Task goal:
Pick out every line below that contains the word "building" and copy each of those lines.

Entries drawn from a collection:
+++

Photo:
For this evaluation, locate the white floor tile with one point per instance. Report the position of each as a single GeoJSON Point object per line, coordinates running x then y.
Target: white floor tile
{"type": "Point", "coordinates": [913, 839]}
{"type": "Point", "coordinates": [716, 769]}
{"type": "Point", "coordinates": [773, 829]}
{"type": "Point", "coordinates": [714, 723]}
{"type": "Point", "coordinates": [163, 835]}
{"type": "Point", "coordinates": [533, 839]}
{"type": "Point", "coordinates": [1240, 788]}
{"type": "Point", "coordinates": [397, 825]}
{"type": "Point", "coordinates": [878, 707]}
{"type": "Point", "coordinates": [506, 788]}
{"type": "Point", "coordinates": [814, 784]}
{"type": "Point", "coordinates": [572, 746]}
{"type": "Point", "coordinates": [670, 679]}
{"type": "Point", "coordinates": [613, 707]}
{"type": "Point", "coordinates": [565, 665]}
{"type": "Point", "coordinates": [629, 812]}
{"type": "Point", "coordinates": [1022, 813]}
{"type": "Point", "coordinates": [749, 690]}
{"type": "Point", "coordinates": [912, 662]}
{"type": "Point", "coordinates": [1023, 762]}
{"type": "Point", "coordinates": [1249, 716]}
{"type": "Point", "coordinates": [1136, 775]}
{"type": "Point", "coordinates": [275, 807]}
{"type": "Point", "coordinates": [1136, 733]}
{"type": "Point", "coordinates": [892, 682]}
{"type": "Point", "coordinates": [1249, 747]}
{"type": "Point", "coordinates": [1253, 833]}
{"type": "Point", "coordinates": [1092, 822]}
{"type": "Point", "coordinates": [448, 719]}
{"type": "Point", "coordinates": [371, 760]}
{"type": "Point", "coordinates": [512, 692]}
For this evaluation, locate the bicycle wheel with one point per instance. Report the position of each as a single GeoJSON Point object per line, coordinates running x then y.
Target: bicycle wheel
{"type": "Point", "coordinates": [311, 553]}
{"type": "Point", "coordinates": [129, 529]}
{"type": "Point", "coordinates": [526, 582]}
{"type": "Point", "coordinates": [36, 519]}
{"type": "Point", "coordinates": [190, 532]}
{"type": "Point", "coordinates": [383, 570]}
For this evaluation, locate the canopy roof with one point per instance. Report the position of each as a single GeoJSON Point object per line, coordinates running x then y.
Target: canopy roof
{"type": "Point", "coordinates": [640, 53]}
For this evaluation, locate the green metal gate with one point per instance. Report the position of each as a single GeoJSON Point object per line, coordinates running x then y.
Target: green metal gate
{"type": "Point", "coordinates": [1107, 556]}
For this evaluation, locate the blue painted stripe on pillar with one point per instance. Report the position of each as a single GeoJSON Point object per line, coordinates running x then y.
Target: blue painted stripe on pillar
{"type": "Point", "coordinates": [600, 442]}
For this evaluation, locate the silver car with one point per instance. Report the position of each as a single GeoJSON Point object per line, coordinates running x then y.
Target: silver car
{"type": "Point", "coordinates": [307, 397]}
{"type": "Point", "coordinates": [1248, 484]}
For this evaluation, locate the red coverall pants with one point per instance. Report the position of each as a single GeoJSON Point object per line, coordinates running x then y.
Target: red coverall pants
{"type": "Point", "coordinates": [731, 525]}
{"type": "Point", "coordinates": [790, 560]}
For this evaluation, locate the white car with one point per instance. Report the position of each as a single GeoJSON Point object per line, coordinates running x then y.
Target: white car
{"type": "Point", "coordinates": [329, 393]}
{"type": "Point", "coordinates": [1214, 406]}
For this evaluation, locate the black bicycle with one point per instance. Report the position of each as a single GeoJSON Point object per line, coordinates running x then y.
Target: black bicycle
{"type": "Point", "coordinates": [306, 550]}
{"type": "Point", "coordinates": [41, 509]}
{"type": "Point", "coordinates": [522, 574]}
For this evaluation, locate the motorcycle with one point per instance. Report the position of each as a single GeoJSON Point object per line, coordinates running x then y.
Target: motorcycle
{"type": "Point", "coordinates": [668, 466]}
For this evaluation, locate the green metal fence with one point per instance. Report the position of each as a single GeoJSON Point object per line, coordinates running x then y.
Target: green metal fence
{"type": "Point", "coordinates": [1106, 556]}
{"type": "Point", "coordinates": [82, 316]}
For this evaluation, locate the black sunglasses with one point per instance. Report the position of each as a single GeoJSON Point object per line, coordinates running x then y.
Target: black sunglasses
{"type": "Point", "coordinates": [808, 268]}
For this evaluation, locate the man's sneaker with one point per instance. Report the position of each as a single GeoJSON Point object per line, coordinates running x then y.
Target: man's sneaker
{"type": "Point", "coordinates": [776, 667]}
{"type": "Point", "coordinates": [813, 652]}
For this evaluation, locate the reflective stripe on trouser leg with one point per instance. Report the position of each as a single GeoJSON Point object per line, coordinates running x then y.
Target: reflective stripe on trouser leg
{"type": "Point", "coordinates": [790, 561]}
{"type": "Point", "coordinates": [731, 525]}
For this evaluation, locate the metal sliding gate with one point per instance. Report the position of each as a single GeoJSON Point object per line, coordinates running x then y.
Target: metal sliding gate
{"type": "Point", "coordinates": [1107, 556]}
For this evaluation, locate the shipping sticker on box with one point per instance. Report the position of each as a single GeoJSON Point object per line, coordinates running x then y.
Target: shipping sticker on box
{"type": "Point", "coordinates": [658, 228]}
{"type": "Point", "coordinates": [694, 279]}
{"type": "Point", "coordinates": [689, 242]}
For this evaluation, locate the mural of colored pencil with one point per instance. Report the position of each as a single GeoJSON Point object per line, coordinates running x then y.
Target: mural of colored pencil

+++

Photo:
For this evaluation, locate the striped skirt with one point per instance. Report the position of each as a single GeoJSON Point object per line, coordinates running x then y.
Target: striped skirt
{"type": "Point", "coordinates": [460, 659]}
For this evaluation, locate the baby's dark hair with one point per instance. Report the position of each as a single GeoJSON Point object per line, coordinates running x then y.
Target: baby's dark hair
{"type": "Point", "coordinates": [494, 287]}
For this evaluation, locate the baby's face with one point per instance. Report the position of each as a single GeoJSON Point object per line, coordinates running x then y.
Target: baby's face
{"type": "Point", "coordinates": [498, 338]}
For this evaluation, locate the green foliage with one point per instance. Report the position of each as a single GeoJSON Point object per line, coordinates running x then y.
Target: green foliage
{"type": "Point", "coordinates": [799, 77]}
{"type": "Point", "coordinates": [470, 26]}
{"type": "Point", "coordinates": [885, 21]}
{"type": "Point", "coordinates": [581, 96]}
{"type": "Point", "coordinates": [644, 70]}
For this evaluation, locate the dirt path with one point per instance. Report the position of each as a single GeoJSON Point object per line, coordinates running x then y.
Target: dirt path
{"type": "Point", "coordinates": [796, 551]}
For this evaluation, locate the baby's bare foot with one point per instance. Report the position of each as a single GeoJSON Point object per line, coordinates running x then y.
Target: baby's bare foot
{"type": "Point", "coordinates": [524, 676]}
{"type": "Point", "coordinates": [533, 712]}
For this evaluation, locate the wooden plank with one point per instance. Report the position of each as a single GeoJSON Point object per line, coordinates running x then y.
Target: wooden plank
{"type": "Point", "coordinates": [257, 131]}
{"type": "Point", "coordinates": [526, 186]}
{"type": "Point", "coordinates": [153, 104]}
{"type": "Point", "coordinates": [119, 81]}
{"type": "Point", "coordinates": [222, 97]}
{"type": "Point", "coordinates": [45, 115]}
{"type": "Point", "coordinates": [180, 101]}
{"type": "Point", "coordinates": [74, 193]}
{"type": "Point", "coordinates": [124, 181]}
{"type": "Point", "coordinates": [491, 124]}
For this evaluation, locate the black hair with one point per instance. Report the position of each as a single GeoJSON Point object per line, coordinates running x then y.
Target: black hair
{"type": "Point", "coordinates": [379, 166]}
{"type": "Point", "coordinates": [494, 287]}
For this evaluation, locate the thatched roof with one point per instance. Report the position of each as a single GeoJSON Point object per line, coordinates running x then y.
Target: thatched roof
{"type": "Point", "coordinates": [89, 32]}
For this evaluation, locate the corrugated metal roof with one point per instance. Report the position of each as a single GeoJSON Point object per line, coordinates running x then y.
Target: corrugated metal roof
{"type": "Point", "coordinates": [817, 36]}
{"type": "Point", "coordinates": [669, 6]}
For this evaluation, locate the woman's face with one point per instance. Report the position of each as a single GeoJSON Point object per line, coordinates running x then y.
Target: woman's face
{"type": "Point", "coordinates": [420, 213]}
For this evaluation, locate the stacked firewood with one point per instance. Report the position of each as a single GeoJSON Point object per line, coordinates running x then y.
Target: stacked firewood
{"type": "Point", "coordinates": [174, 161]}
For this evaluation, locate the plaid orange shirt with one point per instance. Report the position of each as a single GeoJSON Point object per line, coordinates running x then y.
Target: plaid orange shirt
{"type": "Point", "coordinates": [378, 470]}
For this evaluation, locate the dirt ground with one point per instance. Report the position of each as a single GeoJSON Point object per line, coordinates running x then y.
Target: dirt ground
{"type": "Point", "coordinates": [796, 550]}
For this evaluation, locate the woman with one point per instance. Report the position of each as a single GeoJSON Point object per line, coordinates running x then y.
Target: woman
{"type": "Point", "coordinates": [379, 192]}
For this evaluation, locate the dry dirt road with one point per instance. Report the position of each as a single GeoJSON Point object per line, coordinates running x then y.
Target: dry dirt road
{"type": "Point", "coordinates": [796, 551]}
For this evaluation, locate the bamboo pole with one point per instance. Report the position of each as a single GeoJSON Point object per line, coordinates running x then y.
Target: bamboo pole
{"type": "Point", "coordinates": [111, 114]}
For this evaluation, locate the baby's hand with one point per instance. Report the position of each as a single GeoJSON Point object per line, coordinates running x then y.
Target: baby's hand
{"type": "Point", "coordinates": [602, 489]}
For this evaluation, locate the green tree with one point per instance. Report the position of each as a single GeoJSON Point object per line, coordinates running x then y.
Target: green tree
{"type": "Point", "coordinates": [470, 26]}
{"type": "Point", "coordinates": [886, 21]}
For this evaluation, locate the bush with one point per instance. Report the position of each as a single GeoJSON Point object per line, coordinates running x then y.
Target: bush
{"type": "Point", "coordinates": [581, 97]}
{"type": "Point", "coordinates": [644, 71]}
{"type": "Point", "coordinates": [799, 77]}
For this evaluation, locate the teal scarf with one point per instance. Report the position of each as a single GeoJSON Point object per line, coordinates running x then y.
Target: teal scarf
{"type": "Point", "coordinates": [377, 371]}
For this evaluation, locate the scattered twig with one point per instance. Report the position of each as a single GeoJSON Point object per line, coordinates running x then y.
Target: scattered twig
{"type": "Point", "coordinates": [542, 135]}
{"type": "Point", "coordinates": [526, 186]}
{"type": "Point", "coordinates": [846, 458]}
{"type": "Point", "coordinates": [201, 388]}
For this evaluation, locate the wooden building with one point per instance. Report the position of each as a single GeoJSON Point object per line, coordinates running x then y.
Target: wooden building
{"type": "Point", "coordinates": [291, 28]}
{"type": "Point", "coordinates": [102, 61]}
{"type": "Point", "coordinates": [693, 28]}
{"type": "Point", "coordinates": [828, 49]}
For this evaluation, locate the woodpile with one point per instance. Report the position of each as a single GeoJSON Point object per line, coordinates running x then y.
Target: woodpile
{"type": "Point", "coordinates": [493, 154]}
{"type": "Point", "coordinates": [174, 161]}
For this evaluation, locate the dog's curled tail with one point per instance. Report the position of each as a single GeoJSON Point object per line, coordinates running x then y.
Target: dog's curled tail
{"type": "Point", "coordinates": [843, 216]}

+++

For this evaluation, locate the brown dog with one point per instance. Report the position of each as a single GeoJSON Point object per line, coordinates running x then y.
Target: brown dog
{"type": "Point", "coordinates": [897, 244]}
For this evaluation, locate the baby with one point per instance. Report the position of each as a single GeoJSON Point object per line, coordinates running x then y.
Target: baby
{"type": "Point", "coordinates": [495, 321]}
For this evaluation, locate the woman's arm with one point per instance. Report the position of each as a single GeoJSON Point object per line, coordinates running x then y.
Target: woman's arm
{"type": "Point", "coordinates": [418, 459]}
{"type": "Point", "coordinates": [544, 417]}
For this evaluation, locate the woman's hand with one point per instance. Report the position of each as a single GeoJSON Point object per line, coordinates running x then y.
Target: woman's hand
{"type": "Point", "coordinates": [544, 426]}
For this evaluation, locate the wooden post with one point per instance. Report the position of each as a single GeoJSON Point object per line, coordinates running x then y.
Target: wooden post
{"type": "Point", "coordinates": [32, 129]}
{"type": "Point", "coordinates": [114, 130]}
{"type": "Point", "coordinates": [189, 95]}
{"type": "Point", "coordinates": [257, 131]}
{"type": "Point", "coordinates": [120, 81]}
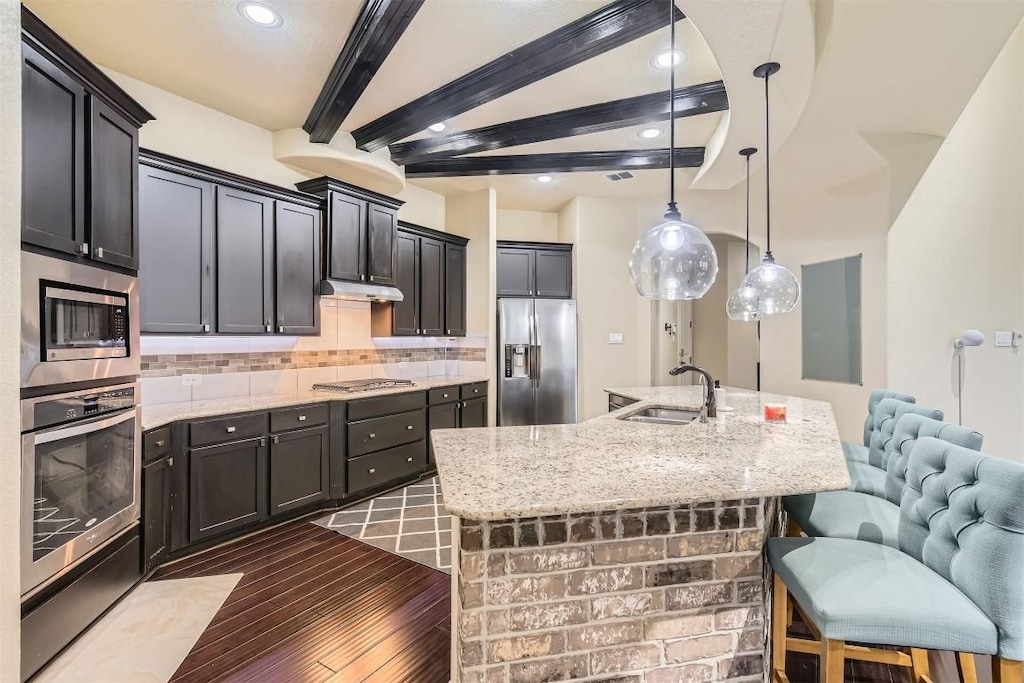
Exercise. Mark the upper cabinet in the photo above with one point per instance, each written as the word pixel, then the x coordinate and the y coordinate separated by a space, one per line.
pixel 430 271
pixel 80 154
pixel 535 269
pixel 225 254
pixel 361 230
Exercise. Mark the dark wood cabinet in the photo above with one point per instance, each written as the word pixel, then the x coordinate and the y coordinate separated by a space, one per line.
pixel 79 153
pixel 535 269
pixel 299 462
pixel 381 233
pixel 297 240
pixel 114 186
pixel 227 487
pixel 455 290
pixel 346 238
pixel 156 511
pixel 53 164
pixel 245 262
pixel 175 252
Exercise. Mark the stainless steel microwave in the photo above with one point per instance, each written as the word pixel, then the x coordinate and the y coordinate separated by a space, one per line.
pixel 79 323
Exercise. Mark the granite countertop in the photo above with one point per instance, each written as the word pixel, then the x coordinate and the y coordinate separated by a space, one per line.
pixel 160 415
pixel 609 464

+++

Task solution:
For this evaluation, locate the wooden building with one point per instance. Report the position of each as a single GeoJSON Point object per line, coordinates running x then y.
Target: wooden building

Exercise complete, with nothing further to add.